-- TASK TO COMPLETE --
In the forum thread about dream totems, what word did the first poster write on a paper bracelet?

* Begin TEXT *

# Lucid Dreaming > Attaining Lucidity > Dream Signs and Recall >  >  Dream Totem Inuced Lucid Dream (DTILD)

## Brent1938

Like the thing from inception. 
I'm sure this method has been invented, but I use a different method. I made bracelet out of paper, and wrote "awake" on it. Then I put it on upside-down, so in the dream if right-side-up or has random ass writing on it, I'm in a dream. I look at it every 10-or-so minutes. Thoughts??

----------


## Choi

I think that this could work, but I have actually read text clearly two times in a dream. But test it out it seems like it could work.

Cool bracelet by the way =)

----------


## Darknis133

I actually have a "magic" penny which I recieced at outdoorschool several years ago. We got it because of a song called magic pen written about giving by a poor person. Anyway, we were supposed to trade it with atleast 2 other people, and keep it fo' eva. 

Point is, it really touched me for some reason. Recenty I started keeping it in my pocket and spinning it. I imagine that it will keep spinning if I'm dreaming. Basically just like Cobb in Inception. Ive had 3 lucid dreams caused by it.
I think a real life totem would have to be something important to you, not just unique. Definitely a stratagey worth trying though

----------


## MissLucy

I have a 4-sided die that I always carry with me  :smiley:  It's in my pocket, and I tend to have my hands in my pocket when walking around, so I feel it every time. It has numbers on it, rather than dots to count, so if I look at it and the numbers don't make sense, I know I'm dreaming.

..I've been forgetting it at home lately, though!! Should really bring it with me, darnit.

----------


## hermine_hesse

> I made bracelet out of paper, and wrote "awake" on it. Then I put it on upside-down, so in the dream if right-side-up or has random ass writing on it, I'm in a dream.



I usually do RC's by looking at my hands (Carlos Castaneda style) and have lately been writing "Am I Dreaming?" on my hand.  I haven't seen it in my dream yet, but I think doing any sort of RC will help w/ becoming  lucid.

I was contemplating the Inception totem thing yesterday.  The idea in the movie is that no one else knows the exact weight, feel, etc.  If it's different, you're dreaming b/c they were usually in someone else's dream who didn't know their token.   I wonder if this still works in regular dreams where it's your own subconscious creating the token.

----------


## Zyangur

I actually used to have this little transparent rock type thing that I got from someone in my family. Whenever I got mad (I had anger issues when I was younger XD) I would go in my room and sit down and hold it in my hand, and immediately it would start calming me down. I still have this rock in a "Box" type thing. This might help.

* End TEXT *
* Begin RECORDED INFORMATION *

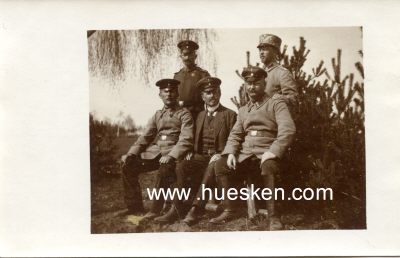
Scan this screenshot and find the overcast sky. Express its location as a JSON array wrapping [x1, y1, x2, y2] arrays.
[[89, 27, 362, 125]]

* End RECORDED INFORMATION *

-- TASK RESPONSE --
"Awake."